**GEZEIGTE INFORMATIONEN**
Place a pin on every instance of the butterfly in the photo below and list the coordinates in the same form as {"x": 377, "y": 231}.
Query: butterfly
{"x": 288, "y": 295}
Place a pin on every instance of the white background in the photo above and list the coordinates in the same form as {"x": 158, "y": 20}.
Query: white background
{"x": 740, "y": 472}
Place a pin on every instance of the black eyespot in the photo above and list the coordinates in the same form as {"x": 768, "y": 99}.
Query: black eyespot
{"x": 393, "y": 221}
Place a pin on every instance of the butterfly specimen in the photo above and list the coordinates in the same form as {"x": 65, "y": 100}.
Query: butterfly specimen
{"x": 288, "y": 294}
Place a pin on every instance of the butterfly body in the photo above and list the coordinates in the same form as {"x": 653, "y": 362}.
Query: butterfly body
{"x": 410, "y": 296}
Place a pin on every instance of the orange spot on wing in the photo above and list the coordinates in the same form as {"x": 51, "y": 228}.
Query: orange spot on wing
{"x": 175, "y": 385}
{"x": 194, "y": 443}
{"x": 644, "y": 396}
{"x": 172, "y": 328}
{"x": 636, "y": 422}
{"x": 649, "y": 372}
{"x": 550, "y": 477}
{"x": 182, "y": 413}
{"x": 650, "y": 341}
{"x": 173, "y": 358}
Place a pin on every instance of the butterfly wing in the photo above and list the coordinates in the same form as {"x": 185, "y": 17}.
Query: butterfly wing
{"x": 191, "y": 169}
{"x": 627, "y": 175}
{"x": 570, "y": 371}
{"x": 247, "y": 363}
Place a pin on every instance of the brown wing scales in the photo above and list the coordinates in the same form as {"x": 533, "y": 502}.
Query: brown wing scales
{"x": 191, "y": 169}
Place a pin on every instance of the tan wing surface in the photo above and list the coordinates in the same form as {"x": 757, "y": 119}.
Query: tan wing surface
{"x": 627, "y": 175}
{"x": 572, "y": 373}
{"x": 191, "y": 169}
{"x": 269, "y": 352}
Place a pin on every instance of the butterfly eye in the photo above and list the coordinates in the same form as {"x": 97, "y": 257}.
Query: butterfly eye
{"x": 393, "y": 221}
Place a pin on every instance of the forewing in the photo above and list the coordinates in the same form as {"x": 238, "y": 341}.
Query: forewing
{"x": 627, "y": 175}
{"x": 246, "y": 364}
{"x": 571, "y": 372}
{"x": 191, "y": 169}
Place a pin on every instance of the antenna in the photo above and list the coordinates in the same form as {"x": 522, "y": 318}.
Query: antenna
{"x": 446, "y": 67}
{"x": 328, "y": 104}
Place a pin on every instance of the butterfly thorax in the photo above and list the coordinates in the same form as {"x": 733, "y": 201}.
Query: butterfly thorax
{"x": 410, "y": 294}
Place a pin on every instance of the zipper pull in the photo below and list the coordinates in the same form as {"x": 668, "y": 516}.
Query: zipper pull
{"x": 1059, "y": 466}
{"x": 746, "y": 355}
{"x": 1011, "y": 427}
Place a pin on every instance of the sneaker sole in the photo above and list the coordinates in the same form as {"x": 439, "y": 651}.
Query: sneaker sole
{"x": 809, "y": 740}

**ZU ERLEDIGEN**
Aktualisieren Sie die Zeilen, beginnend mit der Zeile, die „Place a pin on every instance of the butterfly eye“ enthält, bis einschließlich der letzten Zeile, indem Sie „antenna“ durch „feeler“ ersetzen. Geben Sie diese Zeilen ansonsten unverändert wieder.

**LÖSUNG**
Place a pin on every instance of the butterfly eye in the photo above and list the coordinates in the same form as {"x": 97, "y": 257}.
Query: butterfly eye
{"x": 393, "y": 221}
Place a pin on every instance of the forewing in the photo above and list the coordinates in the same form as {"x": 238, "y": 341}.
Query: forewing
{"x": 627, "y": 175}
{"x": 246, "y": 364}
{"x": 571, "y": 372}
{"x": 191, "y": 169}
Place a pin on every instance of the feeler in the photo above and list the coordinates in the same form as {"x": 522, "y": 318}.
Query: feeler
{"x": 446, "y": 67}
{"x": 328, "y": 104}
Place a pin on every instance of the butterfly thorax in the photo above and list the coordinates in the same form as {"x": 733, "y": 201}.
Query: butterfly thorax
{"x": 410, "y": 294}
Place a pin on every instance of the zipper pull in the photo below and list the coordinates in the same form as {"x": 668, "y": 516}.
Query: zipper pull
{"x": 1059, "y": 466}
{"x": 746, "y": 355}
{"x": 1011, "y": 427}
Place a pin on every instance of the sneaker sole in the photo above and list the coordinates in the same form as {"x": 439, "y": 651}.
Query: sneaker sole
{"x": 809, "y": 740}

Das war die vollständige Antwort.